§ WHAT TO DO
Locate every line in the entries that contains the word "beige", and copy each such line in full.

§ SUPPLIED INFORMATION
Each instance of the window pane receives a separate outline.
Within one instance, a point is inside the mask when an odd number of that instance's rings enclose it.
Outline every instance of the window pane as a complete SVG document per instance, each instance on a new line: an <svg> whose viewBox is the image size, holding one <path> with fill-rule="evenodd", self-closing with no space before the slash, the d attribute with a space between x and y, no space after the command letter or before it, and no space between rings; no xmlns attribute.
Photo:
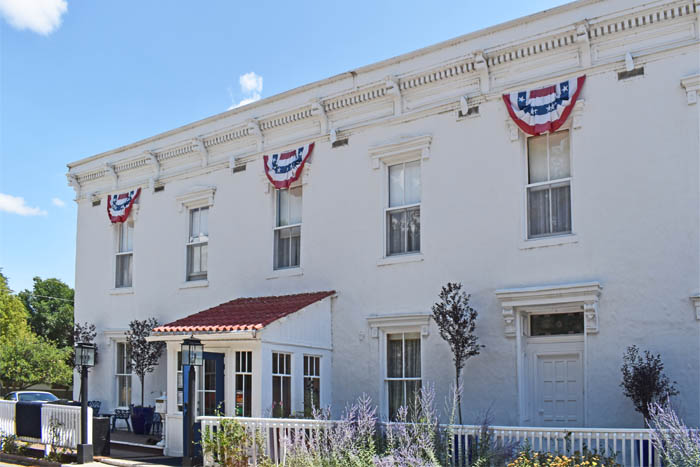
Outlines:
<svg viewBox="0 0 700 467"><path fill-rule="evenodd" d="M557 131L549 135L549 177L550 180L571 176L569 158L569 132Z"/></svg>
<svg viewBox="0 0 700 467"><path fill-rule="evenodd" d="M583 313L530 316L530 335L555 336L560 334L583 334Z"/></svg>
<svg viewBox="0 0 700 467"><path fill-rule="evenodd" d="M420 208L409 209L406 252L420 251Z"/></svg>
<svg viewBox="0 0 700 467"><path fill-rule="evenodd" d="M388 381L389 384L389 419L396 420L396 412L404 405L403 381Z"/></svg>
<svg viewBox="0 0 700 467"><path fill-rule="evenodd" d="M403 164L389 167L389 207L403 206Z"/></svg>
<svg viewBox="0 0 700 467"><path fill-rule="evenodd" d="M209 208L202 208L199 212L199 234L209 235Z"/></svg>
<svg viewBox="0 0 700 467"><path fill-rule="evenodd" d="M386 217L387 255L395 255L406 251L406 211L391 211Z"/></svg>
<svg viewBox="0 0 700 467"><path fill-rule="evenodd" d="M420 378L420 336L418 334L405 335L406 378Z"/></svg>
<svg viewBox="0 0 700 467"><path fill-rule="evenodd" d="M301 187L289 191L289 223L301 224Z"/></svg>
<svg viewBox="0 0 700 467"><path fill-rule="evenodd" d="M277 190L277 227L289 225L289 190Z"/></svg>
<svg viewBox="0 0 700 467"><path fill-rule="evenodd" d="M405 204L420 203L420 161L406 163Z"/></svg>
<svg viewBox="0 0 700 467"><path fill-rule="evenodd" d="M190 241L199 235L199 209L190 211Z"/></svg>
<svg viewBox="0 0 700 467"><path fill-rule="evenodd" d="M132 255L117 256L116 287L131 287Z"/></svg>
<svg viewBox="0 0 700 467"><path fill-rule="evenodd" d="M549 187L530 188L527 192L528 236L549 233Z"/></svg>
<svg viewBox="0 0 700 467"><path fill-rule="evenodd" d="M528 183L547 181L547 135L527 139L527 157L530 175Z"/></svg>
<svg viewBox="0 0 700 467"><path fill-rule="evenodd" d="M401 334L389 334L387 336L387 377L389 378L402 378L403 372L401 371L401 366L403 365L403 341Z"/></svg>
<svg viewBox="0 0 700 467"><path fill-rule="evenodd" d="M570 194L568 184L552 188L552 233L571 232Z"/></svg>

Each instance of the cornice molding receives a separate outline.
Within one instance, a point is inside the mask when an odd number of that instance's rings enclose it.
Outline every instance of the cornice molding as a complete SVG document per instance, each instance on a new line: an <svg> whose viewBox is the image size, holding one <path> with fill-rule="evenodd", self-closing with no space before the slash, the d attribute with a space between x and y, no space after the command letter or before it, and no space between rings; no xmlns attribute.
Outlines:
<svg viewBox="0 0 700 467"><path fill-rule="evenodd" d="M700 73L682 78L681 86L685 89L688 105L695 104L698 101L698 92L700 91Z"/></svg>
<svg viewBox="0 0 700 467"><path fill-rule="evenodd" d="M584 313L586 332L598 332L598 300L603 288L599 282L576 284L544 285L500 289L494 293L501 302L503 332L507 337L516 334L516 313L529 309L565 304L580 304Z"/></svg>
<svg viewBox="0 0 700 467"><path fill-rule="evenodd" d="M516 74L515 71L511 72L512 64L515 62L528 60L535 55L538 57L547 54L554 56L560 51L577 50L579 69L581 67L599 66L613 59L593 57L592 48L594 46L599 47L603 42L609 40L619 40L617 36L627 35L629 37L630 34L635 34L637 30L643 28L656 27L657 25L663 25L673 21L687 21L689 17L692 17L695 29L698 30L696 36L700 35L700 18L698 18L698 11L700 11L699 0L672 1L653 6L647 4L639 8L627 10L623 13L617 12L607 14L596 19L590 19L586 22L564 25L554 31L528 36L508 44L486 48L483 51L475 51L470 55L452 59L441 65L428 67L423 70L397 76L390 75L379 82L370 83L350 91L342 91L336 95L318 97L313 99L310 103L278 111L271 115L248 118L243 122L238 122L228 128L205 134L194 140L190 138L180 143L152 150L151 154L155 156L155 161L159 164L156 168L157 175L155 178L157 179L162 176L160 164L166 160L199 154L201 163L209 164L211 148L218 145L237 143L241 147L241 150L244 151L244 153L238 152L235 156L227 156L227 160L231 157L235 160L248 157L248 155L261 153L265 150L265 132L276 131L279 128L289 125L297 125L309 119L317 119L320 122L320 136L325 137L326 135L330 135L331 140L333 139L333 135L337 135L341 132L341 129L335 122L341 119L347 112L354 112L360 116L359 119L355 118L355 120L353 120L353 122L357 122L352 123L355 127L385 122L385 117L376 116L368 116L367 119L362 120L361 116L364 112L362 109L365 105L373 102L391 102L394 108L393 118L403 118L404 116L412 115L414 112L420 113L423 109L422 104L418 109L407 109L407 98L410 98L418 89L432 86L439 82L446 82L448 86L453 86L455 89L460 86L463 87L465 80L464 75L471 75L472 79L478 82L479 94L469 96L470 100L474 100L474 102L491 100L492 98L499 97L501 92L505 92L509 88L522 86L523 82L532 83L543 79L541 75L538 75L538 77L531 77L530 75L522 75L522 73ZM633 32L630 33L631 31ZM663 33L663 31L661 31L661 33ZM634 43L633 37L630 37L629 40L631 43ZM456 43L458 42L459 41ZM451 43L452 42L448 41L444 43L443 46L448 47ZM664 50L677 47L677 44L680 43L676 41L672 44L665 44ZM431 51L438 50L435 46L428 49ZM408 54L408 56L413 55L413 53ZM614 58L615 61L623 59L624 57L622 56ZM535 62L536 61L537 60L535 60ZM540 64L535 62L533 62L533 72L540 69ZM595 62L595 64L593 62ZM384 62L364 67L361 70L366 69L369 71L370 69L379 69L382 63ZM520 65L520 68L522 68L522 65ZM493 76L495 72L499 73L499 79L495 79ZM552 70L552 72L554 75L558 76L574 73L575 70L562 68ZM507 76L508 79L504 80L504 76ZM517 78L518 76L522 76L522 78ZM315 86L320 87L330 82L331 81L328 80L322 81L315 83ZM692 80L687 82L693 86ZM683 81L681 84L685 87ZM308 89L313 88L312 85L309 86ZM306 89L307 87L303 88ZM693 103L690 102L692 99L697 101L698 91L688 90L688 88L686 88L686 90L689 103ZM287 93L284 93L282 96L287 95ZM439 100L441 97L436 96L435 99ZM459 94L456 94L453 100L455 101L454 103L458 105ZM263 101L283 102L283 99L280 96L273 96ZM253 106L250 108L254 109L258 107L259 106ZM242 112L233 113L231 115L235 118L235 116L239 114L246 115ZM211 119L206 119L202 122L188 125L187 127L183 127L181 131L184 131L185 128L196 128L197 125L203 125L210 120ZM576 116L574 116L574 120L576 120ZM574 127L576 127L576 125L574 125ZM348 129L349 128L344 125L342 128L343 133L345 134ZM173 130L173 132L168 132L167 134L177 134L177 132ZM255 150L252 154L250 152L247 154L245 153L245 147L248 143L241 141L247 138L253 138L255 140ZM307 136L305 139L310 140L313 139L313 137ZM151 140L155 141L154 139L149 139L147 141ZM238 143L239 141L243 144ZM138 147L138 144L139 143L134 143L134 145L130 145L127 148ZM286 144L276 142L275 145ZM105 153L103 157L114 157L114 154L119 154L119 150ZM98 156L94 157L98 158ZM88 158L85 161L92 160L95 159ZM113 182L112 187L114 188L119 182L119 177L122 176L124 172L139 169L149 163L154 163L154 159L145 156L144 153L136 158L112 163L111 169L107 169L106 166L100 168L95 168L93 166L88 170L80 170L81 162L79 161L69 165L69 183L76 190L77 196L81 197L84 194L82 193L84 190L79 190L79 187L94 183L102 177L111 176ZM169 167L172 167L172 164L169 164ZM71 178L73 176L75 177L74 179Z"/></svg>
<svg viewBox="0 0 700 467"><path fill-rule="evenodd" d="M429 313L415 314L396 314L396 315L374 315L367 318L370 335L374 338L379 337L379 330L391 332L399 328L418 328L422 336L430 334L430 318Z"/></svg>

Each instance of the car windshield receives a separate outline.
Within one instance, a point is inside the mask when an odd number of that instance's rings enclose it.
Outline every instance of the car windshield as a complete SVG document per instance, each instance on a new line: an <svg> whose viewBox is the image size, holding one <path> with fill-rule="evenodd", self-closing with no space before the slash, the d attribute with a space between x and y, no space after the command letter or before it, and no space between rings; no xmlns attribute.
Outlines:
<svg viewBox="0 0 700 467"><path fill-rule="evenodd" d="M58 400L58 397L53 394L48 394L44 392L25 392L24 394L18 395L21 401L42 401L42 402L52 402Z"/></svg>

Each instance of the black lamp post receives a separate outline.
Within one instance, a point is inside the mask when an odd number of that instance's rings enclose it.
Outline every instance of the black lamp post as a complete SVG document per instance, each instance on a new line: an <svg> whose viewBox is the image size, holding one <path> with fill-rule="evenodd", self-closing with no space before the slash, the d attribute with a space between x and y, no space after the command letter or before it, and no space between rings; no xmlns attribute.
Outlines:
<svg viewBox="0 0 700 467"><path fill-rule="evenodd" d="M199 339L195 339L194 336L185 339L182 343L182 365L189 365L190 370L187 376L187 400L185 401L185 408L187 410L187 445L185 446L185 455L182 459L182 465L184 466L193 465L195 420L194 367L202 366L203 363L202 342Z"/></svg>
<svg viewBox="0 0 700 467"><path fill-rule="evenodd" d="M92 462L92 444L88 444L87 419L87 370L95 366L95 344L78 342L75 344L75 364L80 368L80 444L78 463Z"/></svg>

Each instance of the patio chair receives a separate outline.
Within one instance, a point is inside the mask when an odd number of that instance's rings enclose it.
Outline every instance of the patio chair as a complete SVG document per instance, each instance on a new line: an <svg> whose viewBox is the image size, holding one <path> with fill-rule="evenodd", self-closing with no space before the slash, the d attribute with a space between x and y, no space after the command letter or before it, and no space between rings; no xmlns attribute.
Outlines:
<svg viewBox="0 0 700 467"><path fill-rule="evenodd" d="M151 434L159 435L163 431L163 419L158 412L153 414L153 421L151 422Z"/></svg>
<svg viewBox="0 0 700 467"><path fill-rule="evenodd" d="M131 423L129 423L129 419L131 418L131 407L128 409L121 408L121 409L114 409L114 415L112 416L112 431L114 431L116 425L117 425L117 420L124 420L126 422L126 428L129 431L131 430Z"/></svg>
<svg viewBox="0 0 700 467"><path fill-rule="evenodd" d="M100 416L100 407L102 407L102 402L100 401L88 401L88 407L92 409L92 416Z"/></svg>

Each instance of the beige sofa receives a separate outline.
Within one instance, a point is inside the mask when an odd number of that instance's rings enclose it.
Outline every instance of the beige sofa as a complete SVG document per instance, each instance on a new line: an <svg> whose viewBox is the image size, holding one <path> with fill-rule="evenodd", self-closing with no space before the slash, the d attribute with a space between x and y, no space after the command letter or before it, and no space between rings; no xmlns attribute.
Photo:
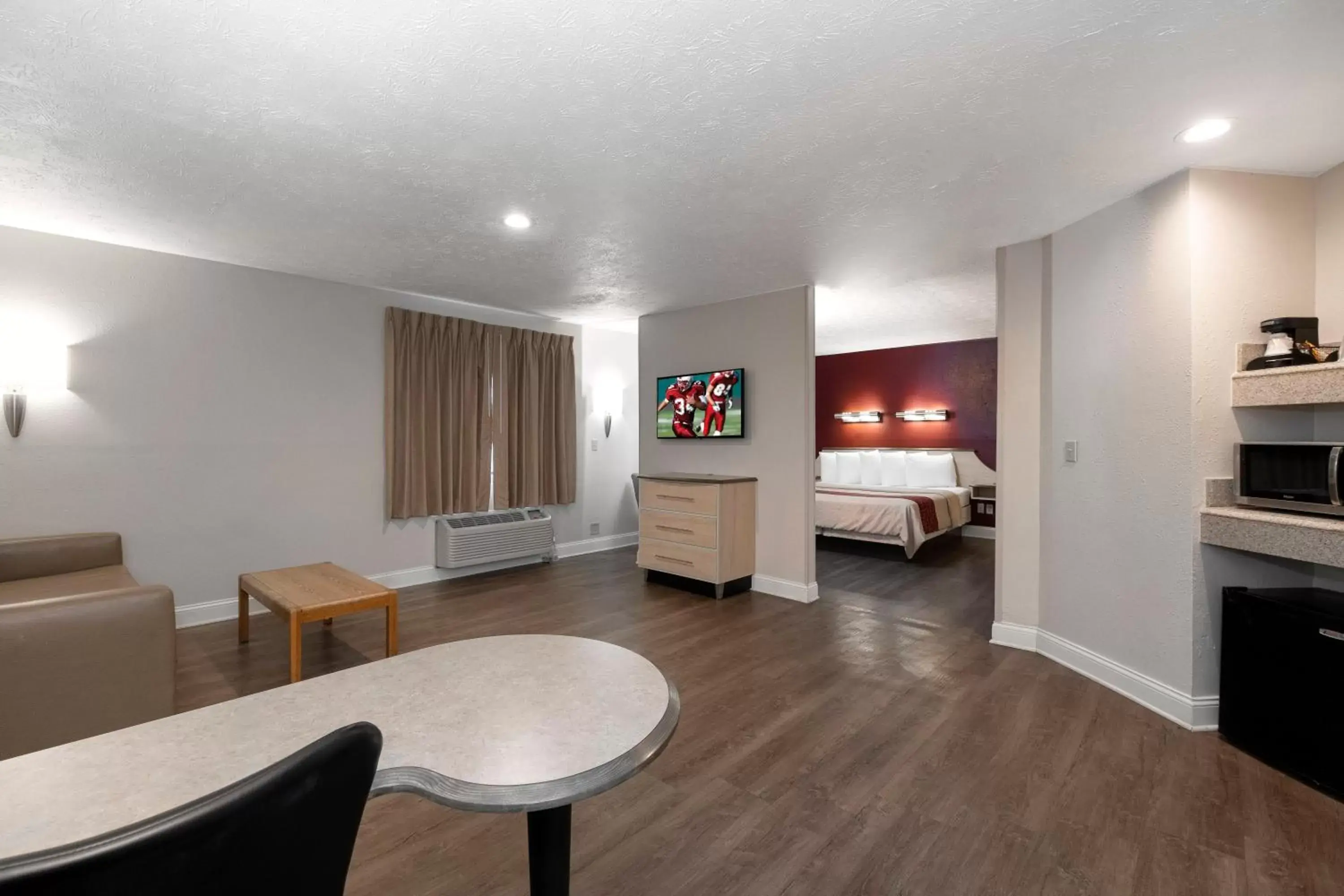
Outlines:
<svg viewBox="0 0 1344 896"><path fill-rule="evenodd" d="M120 535L0 540L0 759L171 715L173 629Z"/></svg>

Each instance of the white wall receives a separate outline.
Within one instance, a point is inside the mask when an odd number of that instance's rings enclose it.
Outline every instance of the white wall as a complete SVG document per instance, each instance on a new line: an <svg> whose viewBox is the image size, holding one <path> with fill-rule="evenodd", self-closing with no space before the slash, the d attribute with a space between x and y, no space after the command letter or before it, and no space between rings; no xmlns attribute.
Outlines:
<svg viewBox="0 0 1344 896"><path fill-rule="evenodd" d="M1047 631L1187 693L1188 232L1181 175L1054 235L1040 600Z"/></svg>
<svg viewBox="0 0 1344 896"><path fill-rule="evenodd" d="M995 524L995 621L1039 625L1040 411L1043 316L1050 305L1046 267L1050 238L997 253L999 266L999 472ZM1004 424L1009 420L1011 424ZM1012 562L1005 562L1011 556Z"/></svg>
<svg viewBox="0 0 1344 896"><path fill-rule="evenodd" d="M1344 337L1344 165L1316 179L1316 316L1321 340Z"/></svg>
<svg viewBox="0 0 1344 896"><path fill-rule="evenodd" d="M1189 175L1193 474L1189 514L1198 527L1204 480L1232 474L1232 446L1313 438L1309 408L1231 407L1238 343L1262 343L1266 317L1316 313L1314 183L1231 171ZM1309 586L1309 564L1192 544L1191 693L1218 695L1224 586Z"/></svg>
<svg viewBox="0 0 1344 896"><path fill-rule="evenodd" d="M570 333L586 369L577 325L0 228L0 321L73 344L70 391L34 396L0 439L0 537L121 532L132 572L179 607L234 599L249 570L431 566L427 521L383 520L387 305ZM601 473L578 454L603 529L630 525L603 490L629 454L598 453ZM552 510L560 543L587 537L582 501Z"/></svg>
<svg viewBox="0 0 1344 896"><path fill-rule="evenodd" d="M583 326L583 363L581 383L583 446L579 457L586 472L583 484L583 535L591 547L606 544L613 536L629 536L634 543L640 532L640 510L634 504L630 474L640 466L640 337L637 333ZM612 415L612 434L603 433L603 415L594 399L613 383L621 387L620 412ZM597 450L593 450L594 443ZM591 531L593 525L597 532Z"/></svg>
<svg viewBox="0 0 1344 896"><path fill-rule="evenodd" d="M637 394L655 400L659 376L746 369L746 438L659 439L640 418L641 473L731 473L757 485L758 591L814 599L812 287L640 318ZM771 582L773 580L773 582Z"/></svg>

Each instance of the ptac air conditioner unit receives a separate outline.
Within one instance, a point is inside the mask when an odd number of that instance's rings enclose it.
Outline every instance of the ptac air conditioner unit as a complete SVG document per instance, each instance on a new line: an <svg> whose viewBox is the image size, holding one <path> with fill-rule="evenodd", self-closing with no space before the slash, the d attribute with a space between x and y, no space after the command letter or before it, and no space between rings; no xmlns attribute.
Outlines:
<svg viewBox="0 0 1344 896"><path fill-rule="evenodd" d="M434 525L434 564L445 570L535 556L555 557L555 529L542 508L454 513Z"/></svg>

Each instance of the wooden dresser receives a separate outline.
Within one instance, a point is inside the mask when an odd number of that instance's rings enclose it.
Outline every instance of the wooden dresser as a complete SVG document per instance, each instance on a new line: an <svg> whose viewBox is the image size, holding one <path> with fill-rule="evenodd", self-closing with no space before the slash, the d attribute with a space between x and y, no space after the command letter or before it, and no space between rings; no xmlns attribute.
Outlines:
<svg viewBox="0 0 1344 896"><path fill-rule="evenodd" d="M646 572L714 584L755 572L755 478L695 473L640 474L640 553Z"/></svg>

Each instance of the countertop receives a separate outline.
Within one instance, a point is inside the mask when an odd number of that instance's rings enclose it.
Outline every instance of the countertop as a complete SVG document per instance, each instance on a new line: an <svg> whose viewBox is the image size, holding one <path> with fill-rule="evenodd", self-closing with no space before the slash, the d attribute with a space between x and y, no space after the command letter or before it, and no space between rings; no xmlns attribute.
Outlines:
<svg viewBox="0 0 1344 896"><path fill-rule="evenodd" d="M663 480L664 482L703 482L720 485L724 482L755 482L754 476L720 476L719 473L640 473L641 480Z"/></svg>
<svg viewBox="0 0 1344 896"><path fill-rule="evenodd" d="M548 809L634 775L679 715L676 688L625 647L457 641L0 762L0 858L144 821L353 721L383 732L375 795Z"/></svg>

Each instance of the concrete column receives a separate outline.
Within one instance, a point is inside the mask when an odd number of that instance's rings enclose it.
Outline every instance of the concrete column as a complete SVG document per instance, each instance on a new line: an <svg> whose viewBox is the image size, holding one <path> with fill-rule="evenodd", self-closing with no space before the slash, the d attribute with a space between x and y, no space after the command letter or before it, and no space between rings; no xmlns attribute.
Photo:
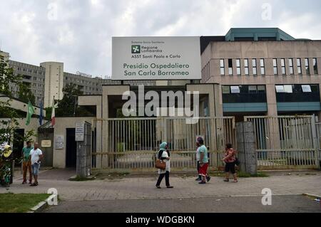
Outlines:
<svg viewBox="0 0 321 227"><path fill-rule="evenodd" d="M242 171L257 173L258 156L255 150L254 125L251 122L236 124L238 159Z"/></svg>

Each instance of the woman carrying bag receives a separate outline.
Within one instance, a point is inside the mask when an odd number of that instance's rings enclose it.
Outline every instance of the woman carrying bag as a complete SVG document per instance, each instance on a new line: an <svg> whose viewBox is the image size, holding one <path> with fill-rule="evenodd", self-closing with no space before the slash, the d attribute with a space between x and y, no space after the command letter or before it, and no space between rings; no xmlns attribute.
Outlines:
<svg viewBox="0 0 321 227"><path fill-rule="evenodd" d="M226 144L225 157L222 161L225 162L225 179L224 181L230 181L230 172L231 172L233 174L233 182L238 183L235 164L239 164L239 162L236 157L236 151L233 148L231 144Z"/></svg>
<svg viewBox="0 0 321 227"><path fill-rule="evenodd" d="M171 186L169 182L169 175L170 171L170 154L168 151L168 144L167 142L163 142L159 147L158 151L158 159L160 162L163 162L165 164L165 169L158 169L158 180L157 181L156 188L160 188L160 183L162 182L163 179L165 176L165 181L166 183L166 187L168 189L173 189L173 186Z"/></svg>

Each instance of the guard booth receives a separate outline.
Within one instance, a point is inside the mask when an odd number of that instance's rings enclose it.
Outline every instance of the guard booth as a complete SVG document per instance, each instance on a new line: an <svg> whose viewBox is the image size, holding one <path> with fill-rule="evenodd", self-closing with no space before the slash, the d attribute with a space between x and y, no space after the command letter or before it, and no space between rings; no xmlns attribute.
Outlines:
<svg viewBox="0 0 321 227"><path fill-rule="evenodd" d="M75 140L77 143L76 175L87 177L91 174L91 124L77 122Z"/></svg>

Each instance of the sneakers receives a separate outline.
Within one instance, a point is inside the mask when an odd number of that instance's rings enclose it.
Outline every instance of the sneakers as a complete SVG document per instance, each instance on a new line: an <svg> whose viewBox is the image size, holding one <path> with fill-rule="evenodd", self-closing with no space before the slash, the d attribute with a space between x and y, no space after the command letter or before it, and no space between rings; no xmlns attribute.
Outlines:
<svg viewBox="0 0 321 227"><path fill-rule="evenodd" d="M206 176L206 180L208 181L208 182L210 182L210 176Z"/></svg>

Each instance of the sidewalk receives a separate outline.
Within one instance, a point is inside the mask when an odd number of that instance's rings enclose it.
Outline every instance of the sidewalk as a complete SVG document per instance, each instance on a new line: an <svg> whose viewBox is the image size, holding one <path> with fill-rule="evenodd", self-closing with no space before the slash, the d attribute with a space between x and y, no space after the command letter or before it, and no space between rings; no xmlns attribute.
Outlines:
<svg viewBox="0 0 321 227"><path fill-rule="evenodd" d="M261 196L262 189L269 188L273 195L297 195L305 193L321 195L321 172L313 174L292 173L265 178L241 178L239 183L225 183L223 178L213 177L210 184L199 185L193 177L172 177L173 189L157 189L157 174L153 177L133 177L91 181L69 181L73 170L46 170L39 175L39 186L30 187L15 179L9 190L0 188L0 193L46 193L51 188L58 190L64 201L113 199L188 199L224 196ZM163 182L162 184L164 184Z"/></svg>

§ ANSWER BELOW
Each instance of the beige sofa receives a separate outline.
Outline every instance of the beige sofa as a complete SVG document per instance, each instance on a new line: an <svg> whose viewBox is the image size, holding one <path> with fill-rule="evenodd", self-closing with no space before the slash, the d attribute with a space between x and y, no space after the command letter or before it, and no space between rings; no xmlns attribute.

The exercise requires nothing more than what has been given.